● **What the task requires**
No picture belongs in the copy. Repeat each line below exactly.

[Stored items]
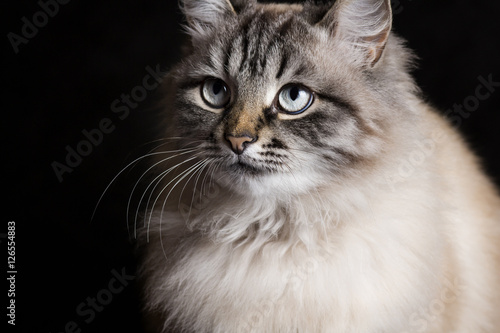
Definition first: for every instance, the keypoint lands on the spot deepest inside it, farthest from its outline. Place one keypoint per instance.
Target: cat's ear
(203, 15)
(365, 24)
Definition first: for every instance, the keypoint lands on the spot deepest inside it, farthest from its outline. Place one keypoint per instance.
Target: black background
(64, 80)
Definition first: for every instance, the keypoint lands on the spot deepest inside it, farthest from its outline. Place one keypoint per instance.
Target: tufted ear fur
(203, 15)
(365, 24)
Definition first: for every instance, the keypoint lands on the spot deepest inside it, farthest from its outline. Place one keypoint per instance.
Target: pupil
(294, 93)
(217, 87)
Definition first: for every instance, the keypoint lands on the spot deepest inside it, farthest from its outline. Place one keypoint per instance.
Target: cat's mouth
(243, 167)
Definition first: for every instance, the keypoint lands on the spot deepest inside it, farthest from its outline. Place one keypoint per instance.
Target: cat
(278, 204)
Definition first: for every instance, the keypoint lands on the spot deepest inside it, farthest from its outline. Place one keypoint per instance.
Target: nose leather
(239, 143)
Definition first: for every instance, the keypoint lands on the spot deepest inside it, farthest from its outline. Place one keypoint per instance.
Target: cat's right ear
(204, 15)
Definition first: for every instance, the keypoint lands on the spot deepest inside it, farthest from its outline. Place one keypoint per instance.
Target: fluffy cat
(281, 201)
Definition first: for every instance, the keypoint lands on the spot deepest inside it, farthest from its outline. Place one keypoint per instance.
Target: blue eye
(294, 99)
(215, 93)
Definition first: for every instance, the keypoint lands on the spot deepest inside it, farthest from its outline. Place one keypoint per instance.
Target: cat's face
(277, 98)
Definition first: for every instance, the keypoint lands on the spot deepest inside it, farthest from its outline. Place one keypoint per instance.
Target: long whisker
(157, 180)
(142, 176)
(198, 174)
(190, 170)
(119, 173)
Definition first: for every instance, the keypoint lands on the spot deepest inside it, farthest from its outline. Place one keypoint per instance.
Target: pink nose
(239, 143)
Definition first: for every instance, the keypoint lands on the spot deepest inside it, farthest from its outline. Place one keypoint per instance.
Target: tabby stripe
(338, 102)
(277, 40)
(245, 28)
(253, 63)
(284, 63)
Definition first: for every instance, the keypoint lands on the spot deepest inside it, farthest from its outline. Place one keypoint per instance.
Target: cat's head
(280, 99)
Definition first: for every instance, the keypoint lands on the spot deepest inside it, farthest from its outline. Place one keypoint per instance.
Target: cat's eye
(215, 93)
(294, 99)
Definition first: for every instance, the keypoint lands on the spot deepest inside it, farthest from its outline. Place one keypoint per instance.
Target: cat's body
(361, 212)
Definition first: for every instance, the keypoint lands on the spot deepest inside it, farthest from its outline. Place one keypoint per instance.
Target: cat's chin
(261, 183)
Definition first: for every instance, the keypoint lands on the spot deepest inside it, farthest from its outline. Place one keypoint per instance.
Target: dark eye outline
(300, 86)
(225, 86)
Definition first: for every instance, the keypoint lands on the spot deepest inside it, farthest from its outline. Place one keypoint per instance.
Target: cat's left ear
(204, 15)
(365, 24)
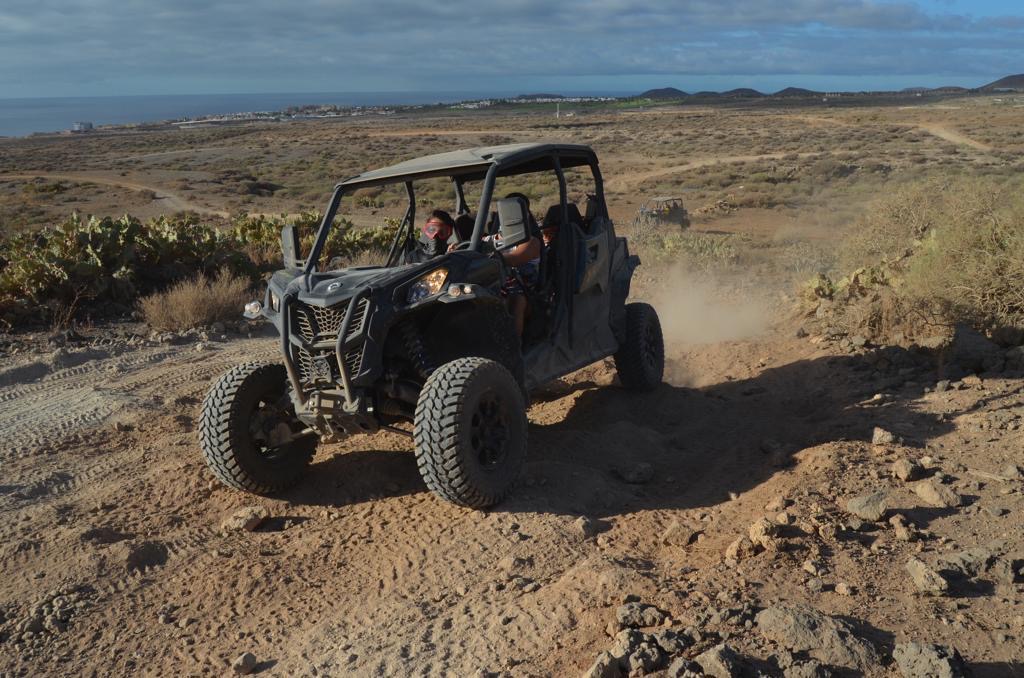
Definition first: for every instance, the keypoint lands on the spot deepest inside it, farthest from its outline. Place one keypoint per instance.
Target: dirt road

● **Task output**
Definition first: for every instance, the keypoint lands on the spot deepest inside it, farthest from its outline. Place one keypoint per instance.
Target: cat's ear
(203, 15)
(365, 24)
Definition first: for every instance, the keypoint lands on the spot deepest inside it, farthest from its outline. Place one keypoint per instance.
Target: black background
(64, 80)
Definition first: for every instance, the keypoint lands on the spot deepest inside it, farthest from its outline. Place one keypoint per instance.
Target: tufted ear fur
(203, 15)
(365, 24)
Definition first: for every instance, the keypoint lands on the spot deepest inside it, farthest from its outline. Place one keypoint per instance.
Target: pupil
(294, 93)
(217, 87)
Definition first: for every instance, the keypoint lands on the spot deepest inside it, farthest from its outline. Place one keypoint per instance.
Target: cat's mouth
(243, 167)
Definition first: for every instance, the keypoint lands on the spot deepest inside it, farthest from its outline. Place one keypoint per instance.
Target: cat
(278, 204)
Definition first: for every instance, the keypoint lands on the spot deepest inside it, farthest from its outline. Place one keypoint per instance.
Target: nose leather
(239, 143)
Definition first: for every instance, the keypoint lands on the spot deepest inside it, farthest from its outline. Place one keypoint per instance.
Target: cat's right ear
(204, 15)
Definition first: for every instance, the keypoint lands on the spot deepest inside it, farthest from its outline. Place one keypoint per instance.
Target: fluffy cat
(281, 201)
Definition first: for every instance, the keypoint lands on the spot deepest inside it, farthest from its outline. Place one keypoint per instance.
Target: blue eye
(294, 99)
(215, 93)
Definition first: for every instance, the keypoint lands on the spot deepest inside it, farthest from its outline. Place one keypoint per instance.
Target: cat's face
(277, 98)
Definition first: for every instance, the keypoint lands on the spot deepest inside it, farthest from its outline. Place one keypoint per instance.
Target: long whisker
(157, 180)
(142, 176)
(198, 174)
(190, 170)
(119, 173)
Definition first: for every instance, the keypoint lands on the spot deepest inside it, farthest from its outline. Place one keypoint per instance.
Target: pink nose
(239, 143)
Definition first: for every instance, the keypoint lands on the spot deepest inside it, farthest from its outline. Place one keypoint per instance.
Target: tabby stripe
(338, 102)
(277, 40)
(245, 28)
(253, 63)
(284, 63)
Definition first: for every instance, the keypoint lands on the spot deepest inside it, farthest from its outline. Place one keypoint per instance.
Target: cat's head
(280, 99)
Definition first: for every instance, the keypoint lands on the spot deepest inside it, farthest from its outline. Place one keypoint per instance.
Target: cat's eye
(215, 93)
(294, 99)
Definition first: for every instance, the keypoint lands on the spot deepest inside it, farthest from its outline. Place one keypoint per instance.
Target: cat's body
(361, 212)
Definition first: for every instance, the keypoint lands on the spot deepest inside it, farthest from its outline. Place one keypoint per instance.
Target: cat's chin
(261, 183)
Definition first: for every instance, the keypoint lands on the spot deepest inside it, farthest from its outline. Place one keypoint per instance.
Target: dark eye outline
(300, 86)
(225, 86)
Definition first: for every instance, the keypoint lands on the spot deepest inside it, farthest from its outline. Place one keypoint per instance.
Target: cat's left ear
(204, 15)
(365, 24)
Definition first: for every instance, the keypoint lands on the spot deepest inside it, farthest from its outline. Place one keypoint per instance.
Target: dirt road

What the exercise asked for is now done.